START

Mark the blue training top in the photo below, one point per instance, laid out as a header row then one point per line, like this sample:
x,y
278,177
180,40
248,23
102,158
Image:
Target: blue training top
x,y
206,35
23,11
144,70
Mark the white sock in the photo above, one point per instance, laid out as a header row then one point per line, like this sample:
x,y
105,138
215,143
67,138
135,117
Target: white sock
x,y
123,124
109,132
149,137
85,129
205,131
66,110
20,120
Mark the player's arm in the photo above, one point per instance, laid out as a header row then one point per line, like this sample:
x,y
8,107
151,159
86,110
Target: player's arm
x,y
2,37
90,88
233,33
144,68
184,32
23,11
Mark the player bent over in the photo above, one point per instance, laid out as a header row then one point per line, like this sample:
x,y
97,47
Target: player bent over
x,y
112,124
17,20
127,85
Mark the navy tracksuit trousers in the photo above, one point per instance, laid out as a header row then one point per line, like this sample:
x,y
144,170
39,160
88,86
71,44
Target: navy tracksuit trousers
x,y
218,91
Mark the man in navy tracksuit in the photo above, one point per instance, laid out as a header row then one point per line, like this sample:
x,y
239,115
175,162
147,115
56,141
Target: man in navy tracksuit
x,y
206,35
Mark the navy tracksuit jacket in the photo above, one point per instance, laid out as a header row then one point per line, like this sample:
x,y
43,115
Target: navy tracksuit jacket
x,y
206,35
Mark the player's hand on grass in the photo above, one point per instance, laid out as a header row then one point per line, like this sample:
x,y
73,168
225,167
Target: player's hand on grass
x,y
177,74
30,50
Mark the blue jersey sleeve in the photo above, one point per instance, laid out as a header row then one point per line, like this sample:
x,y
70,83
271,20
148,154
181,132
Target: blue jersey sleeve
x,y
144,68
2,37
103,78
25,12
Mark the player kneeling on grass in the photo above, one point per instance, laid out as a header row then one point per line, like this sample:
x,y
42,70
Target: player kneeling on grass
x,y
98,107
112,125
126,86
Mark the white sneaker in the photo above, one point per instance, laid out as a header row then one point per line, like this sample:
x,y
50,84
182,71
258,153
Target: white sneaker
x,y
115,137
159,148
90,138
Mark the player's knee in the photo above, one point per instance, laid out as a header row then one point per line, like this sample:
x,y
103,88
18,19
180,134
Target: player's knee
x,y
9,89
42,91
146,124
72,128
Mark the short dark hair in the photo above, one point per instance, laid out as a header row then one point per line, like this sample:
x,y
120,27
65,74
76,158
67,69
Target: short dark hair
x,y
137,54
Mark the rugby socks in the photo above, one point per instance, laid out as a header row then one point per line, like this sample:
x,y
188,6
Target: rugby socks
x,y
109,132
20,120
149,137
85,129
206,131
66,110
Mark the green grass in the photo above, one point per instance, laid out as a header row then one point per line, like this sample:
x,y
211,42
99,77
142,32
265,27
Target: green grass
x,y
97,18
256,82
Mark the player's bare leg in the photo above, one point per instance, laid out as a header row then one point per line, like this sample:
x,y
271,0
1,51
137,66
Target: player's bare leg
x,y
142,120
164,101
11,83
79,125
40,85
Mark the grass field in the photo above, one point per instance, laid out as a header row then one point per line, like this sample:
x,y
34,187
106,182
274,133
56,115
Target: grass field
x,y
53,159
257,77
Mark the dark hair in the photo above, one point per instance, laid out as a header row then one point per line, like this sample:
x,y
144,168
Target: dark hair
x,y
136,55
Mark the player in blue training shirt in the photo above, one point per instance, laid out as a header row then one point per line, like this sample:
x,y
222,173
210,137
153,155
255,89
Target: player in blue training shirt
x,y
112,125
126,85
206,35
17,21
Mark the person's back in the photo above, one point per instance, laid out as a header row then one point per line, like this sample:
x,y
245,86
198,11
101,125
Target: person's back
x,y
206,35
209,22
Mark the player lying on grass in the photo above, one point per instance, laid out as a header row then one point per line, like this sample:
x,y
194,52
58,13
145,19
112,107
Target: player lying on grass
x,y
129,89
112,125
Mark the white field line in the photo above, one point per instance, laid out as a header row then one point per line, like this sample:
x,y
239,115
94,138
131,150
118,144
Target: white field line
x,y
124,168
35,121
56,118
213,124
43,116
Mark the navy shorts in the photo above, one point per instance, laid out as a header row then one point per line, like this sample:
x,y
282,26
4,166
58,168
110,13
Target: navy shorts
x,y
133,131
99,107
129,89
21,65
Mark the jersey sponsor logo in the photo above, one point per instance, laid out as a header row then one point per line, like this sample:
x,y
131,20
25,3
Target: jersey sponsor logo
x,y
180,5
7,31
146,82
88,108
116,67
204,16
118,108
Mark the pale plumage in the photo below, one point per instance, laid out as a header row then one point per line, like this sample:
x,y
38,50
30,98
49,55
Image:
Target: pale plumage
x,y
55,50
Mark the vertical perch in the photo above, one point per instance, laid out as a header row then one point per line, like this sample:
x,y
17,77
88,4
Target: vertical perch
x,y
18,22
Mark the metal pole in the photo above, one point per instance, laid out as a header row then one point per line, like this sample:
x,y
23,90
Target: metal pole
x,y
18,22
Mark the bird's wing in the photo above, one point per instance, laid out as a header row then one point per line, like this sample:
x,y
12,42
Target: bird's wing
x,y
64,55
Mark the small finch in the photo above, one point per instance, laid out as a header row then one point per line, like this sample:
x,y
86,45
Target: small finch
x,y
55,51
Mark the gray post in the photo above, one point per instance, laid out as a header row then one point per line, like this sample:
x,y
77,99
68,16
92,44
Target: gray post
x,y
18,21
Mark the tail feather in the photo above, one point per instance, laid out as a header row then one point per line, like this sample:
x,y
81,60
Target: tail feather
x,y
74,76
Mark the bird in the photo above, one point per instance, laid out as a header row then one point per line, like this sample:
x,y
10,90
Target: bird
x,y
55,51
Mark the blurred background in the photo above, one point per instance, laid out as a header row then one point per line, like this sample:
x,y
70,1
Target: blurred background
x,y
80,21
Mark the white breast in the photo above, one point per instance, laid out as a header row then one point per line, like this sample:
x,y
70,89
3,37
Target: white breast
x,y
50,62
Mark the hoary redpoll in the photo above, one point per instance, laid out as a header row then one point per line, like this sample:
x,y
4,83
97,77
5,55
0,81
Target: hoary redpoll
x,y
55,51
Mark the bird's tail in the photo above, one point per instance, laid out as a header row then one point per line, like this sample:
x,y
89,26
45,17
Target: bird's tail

END

• What needs to be done: Take the records above and return them exactly as written.

• Response below:
Mark the blue training top in the photo below, one point per instance, laid out as a header row then one point per line, like this sample:
x,y
278,177
180,40
248,23
102,158
Image:
Target: blue training top
x,y
206,35
23,11
144,70
Mark the white sock in the photo above, one point per instance, laid out as a header row then one point per line, like this sample:
x,y
105,138
215,143
67,138
135,117
Target: white sock
x,y
123,124
109,132
149,137
85,129
205,131
66,110
20,120
Mark the player's arm in the photo above, one point per instance, laid out as a header row then one point per line, like this sample:
x,y
8,107
151,159
86,110
Target: player's arm
x,y
2,37
90,88
233,33
144,68
184,32
23,11
Mark the player bent over in the photo above, one point per instance, laid out as a header row then one point per line, like this sample:
x,y
97,47
Target: player bent over
x,y
112,124
17,20
127,85
Mark the navy tracksuit trousers in the photo above, one point per instance, laid out as a header row then one point per line, like this sample:
x,y
144,170
39,160
88,86
71,44
Target: navy tracksuit trousers
x,y
218,91
Mark the man in navy tracksuit in the photo above, one point per instance, laid out as a header row then one point per line, like this sample:
x,y
239,115
175,162
147,115
56,141
Target: man in navy tracksuit
x,y
206,35
Mark the navy tracksuit jacket in the photo above, one point per instance, laid out as a header row then one point per line, like this sample:
x,y
43,115
Target: navy tracksuit jacket
x,y
206,35
Mark the player's hand on grass in the photo above, one point per instance, laid out as a header row then one point per line, like this sample:
x,y
73,168
225,167
Target: player's hand on grass
x,y
177,74
30,50
Mark the blue jersey sleeve in the photo above, one point per instance, laid out as a header row then one point per line, like this sample:
x,y
70,83
271,20
148,154
181,132
Target: blue jersey sleeve
x,y
144,68
2,37
103,78
25,12
Mark the player kneeling on grass in the photo above, one point per instance, laid out as a header row then one point per line, like this sample:
x,y
42,70
Target: player kneeling on grass
x,y
98,107
112,125
126,86
Mark the white sneaker in the photo above, one point per instance, laid out as a header row then one point per line, like this sample:
x,y
50,84
182,71
258,153
Target: white sneaker
x,y
115,137
159,148
90,138
Mark the player's knee in the photo above, one point per instance, laid out as a header row then one point per line, like this sample:
x,y
103,88
18,19
180,134
Target: player's knee
x,y
9,89
42,91
146,124
72,128
Mark the short dark hair in the photo above, one point per instance, laid out as a header row then one point per line, like this sample:
x,y
120,27
65,74
76,158
67,69
Target: short dark hair
x,y
137,54
Mark the rugby socks in the photo above, one point per instance, laid out as a header row then one point per line, like this sample:
x,y
188,6
Target: rugby socks
x,y
109,132
20,120
149,137
85,129
206,131
66,110
Mark the green grass in the photo above, one point per instance, laid out as a header row then one point per line, like this sample:
x,y
211,42
99,77
142,32
265,27
Target: green grass
x,y
97,18
256,82
Mark the player's bare leg in the photo above, one point per instance, laid out as a header row then one point per line, like this sample:
x,y
271,0
1,51
137,66
Target: player's bare leg
x,y
142,120
164,101
11,83
79,125
40,85
Mark the grass field in the photo above, one point per instance, laid out as a header row then one point per line, like this sample:
x,y
34,187
106,182
274,133
56,115
Target: grass field
x,y
53,159
257,77
Mark the dark hair in the photo above, one point per instance, laid out as a header row then one point per line, like this sample:
x,y
144,168
Target: dark hair
x,y
136,55
Mark the player in blue training shirt in the photo above, one point per instance, laid out as a header row then one point per line, like this sample:
x,y
222,173
210,137
153,155
255,89
Target: player in blue training shirt
x,y
112,125
126,85
206,35
17,21
Mark the person's back in the photo above, one point per instance, laid out as a header row then one point per line, like this sample:
x,y
245,86
198,11
101,125
Target: person's back
x,y
206,35
209,22
Mark the player lying on grass in the photo above, one point per instance, laid out as a header row then one point per line, like this sample:
x,y
194,52
58,13
145,19
112,107
Target: player lying on grass
x,y
129,89
112,125
Mark the white field line in the photo above, one point per instance, laid out as a header row then one point per line, like this sample:
x,y
239,115
94,138
131,150
118,144
Target: white field line
x,y
124,168
35,121
56,118
213,124
43,116
Mark the navy shorts in the photo above, one point per instance, laid out as a header row then one point per line, like this sample:
x,y
282,26
4,166
58,168
110,13
Target: navy shorts
x,y
133,131
99,107
129,89
21,65
Mark the jersey sponsor logo in the photo above, one point per instance, laid out as a header row then one point per line, like this sample:
x,y
131,20
25,3
Target: jersey sponsor logo
x,y
180,5
7,31
146,82
88,108
116,67
204,16
118,108
Mark the pale plumage in the photo below, one point per instance, laid out as a header row then one point per line, like this sample:
x,y
38,50
30,98
49,55
Image:
Target: pale plumage
x,y
55,50
Mark the vertical perch in the photo above, one point per instance, laid out as a header row then one point per line, like this sample:
x,y
17,77
88,4
Target: vertical perch
x,y
18,22
Mark the metal pole in the photo above, one point per instance, laid out as a header row then one point per line, like this sample:
x,y
23,90
Target: metal pole
x,y
18,22
Mark the bird's wing in the photo above, one point per instance, laid out as a header row then one point per line, like this sample:
x,y
12,42
Target: bird's wing
x,y
64,55
Mark the small finch in the photo above, one point per instance, laid out as a header row then one point per line, like this sample:
x,y
86,45
Target: small finch
x,y
55,51
Mark the gray post in the photo above, one point per instance, laid out as a header row then one point per line, like this sample:
x,y
77,99
68,16
92,44
Target: gray post
x,y
18,21
Mark the tail feather in the photo above, one point per instance, laid out as a header row then one point per line, like this sample:
x,y
81,60
Target: tail feather
x,y
74,76
Mark the bird in the photo above, one point per instance, laid out as a header row then one point per line, like this sample:
x,y
10,90
Target: bird
x,y
55,51
Mark the blurred background in the photo above, one point per instance, laid out as a header row then one point per line, like this sample:
x,y
70,1
Target: blurred background
x,y
80,21
Mark the white breast in the photo above, one point per instance, laid out as a header row then one point per line, like this sample:
x,y
70,89
3,37
Target: white breast
x,y
50,62
Mark the hoary redpoll in the photo above, one point per instance, laid out as a header row then one point per line, like this sample:
x,y
4,83
97,77
5,55
0,81
Target: hoary redpoll
x,y
55,51
Mark the bird's tail in the photo above, one point per instance, laid out as a header row then one point per line, like this sample:
x,y
89,26
45,17
Target: bird's tail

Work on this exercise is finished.